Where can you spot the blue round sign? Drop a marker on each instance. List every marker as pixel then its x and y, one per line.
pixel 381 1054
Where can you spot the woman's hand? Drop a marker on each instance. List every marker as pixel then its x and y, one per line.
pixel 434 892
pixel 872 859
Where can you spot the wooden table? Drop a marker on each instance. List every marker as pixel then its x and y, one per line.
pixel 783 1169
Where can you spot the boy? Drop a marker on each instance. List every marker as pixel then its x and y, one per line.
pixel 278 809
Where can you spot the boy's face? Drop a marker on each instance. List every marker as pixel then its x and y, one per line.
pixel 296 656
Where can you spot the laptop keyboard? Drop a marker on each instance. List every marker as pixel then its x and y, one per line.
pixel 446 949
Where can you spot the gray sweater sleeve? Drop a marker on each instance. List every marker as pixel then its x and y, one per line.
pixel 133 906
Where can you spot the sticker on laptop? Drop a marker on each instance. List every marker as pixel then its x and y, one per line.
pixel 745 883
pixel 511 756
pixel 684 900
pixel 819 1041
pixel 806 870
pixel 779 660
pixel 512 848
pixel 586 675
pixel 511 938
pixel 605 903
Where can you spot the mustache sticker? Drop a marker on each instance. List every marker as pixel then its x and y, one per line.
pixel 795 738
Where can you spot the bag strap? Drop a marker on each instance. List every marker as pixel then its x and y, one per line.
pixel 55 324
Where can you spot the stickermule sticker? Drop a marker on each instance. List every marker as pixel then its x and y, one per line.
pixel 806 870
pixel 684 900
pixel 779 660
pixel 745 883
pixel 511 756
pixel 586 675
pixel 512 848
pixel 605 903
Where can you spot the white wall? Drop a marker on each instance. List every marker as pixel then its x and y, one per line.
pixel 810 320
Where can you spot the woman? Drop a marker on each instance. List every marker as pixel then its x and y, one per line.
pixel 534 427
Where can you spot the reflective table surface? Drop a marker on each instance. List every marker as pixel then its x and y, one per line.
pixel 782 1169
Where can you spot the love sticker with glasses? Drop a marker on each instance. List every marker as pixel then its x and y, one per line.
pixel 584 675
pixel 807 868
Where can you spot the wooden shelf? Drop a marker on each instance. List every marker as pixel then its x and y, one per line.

▸ **About this exercise**:
Copy the whole listing once more, exactly.

▸ **Written reply**:
Where can you spot the blue round sign? Drop a marker on each instance. List every marker as pixel then its x and y, one per line.
pixel 381 1054
Where can you spot the woman's hand? Drop a marker on each instance. List every marker as pixel then its x and y, one per line.
pixel 434 892
pixel 872 859
Where can you spot the wooden table? Drop a marker on each instance. List every marker as pixel then its x and y, one per line.
pixel 783 1169
Where can you spot the boy? Drop a marker on each instance. List every marker as pixel then its x and y, one per line.
pixel 278 809
Where can you spot the boy's face? Drop a marker on each instance. List every marker as pixel then its x and y, one per line.
pixel 296 656
Where can you spot the laptop keyboard? Drop a marker on each instance. List every marker as pixel then its x and y, one per line.
pixel 446 949
Where can you spot the gray sweater sleeve? Drop a marker on each instance. List every marker as pixel then its x and y, one per line.
pixel 133 906
Where can you spot the sticker on laptop? Drop a marker on each instance. List every marker as pixel then its x and y, one per line.
pixel 745 883
pixel 511 756
pixel 684 900
pixel 819 1041
pixel 806 870
pixel 779 660
pixel 512 848
pixel 586 675
pixel 511 938
pixel 605 903
Where can you spot the mustache sticker? Drop a marker on each instance. List every marker as pixel then its x and y, one per line.
pixel 795 738
Where can you spot the bag strap? Drop a marker on each instance. List every marker as pixel then its x and y, one per line.
pixel 55 324
Where can you spot the stickermule sticker? Drop a marker on each instance. List every marker as pixel then its x and y, one per line.
pixel 806 870
pixel 684 900
pixel 779 660
pixel 745 883
pixel 511 756
pixel 586 675
pixel 512 848
pixel 605 903
Where can you spot the white wall? Drop a marker on each instance. List every marker as pixel then its x and y, one per line.
pixel 810 320
Where can you spot the woman? Drop a marker on each instance. List every marker as pixel then its x and y, one per line.
pixel 534 427
Where can you spot the reflective table surface? Drop a marker on each instance. List every marker as pixel then its x and y, one per line.
pixel 782 1169
Where can you spot the love sticker with glasses? Drop a marker on each instance. List every marker as pixel then its x and y, one per line.
pixel 584 675
pixel 807 868
Where can you spot the wooden shelf? Drop a marker on each instance. List every marker as pixel then its x and y, one per line.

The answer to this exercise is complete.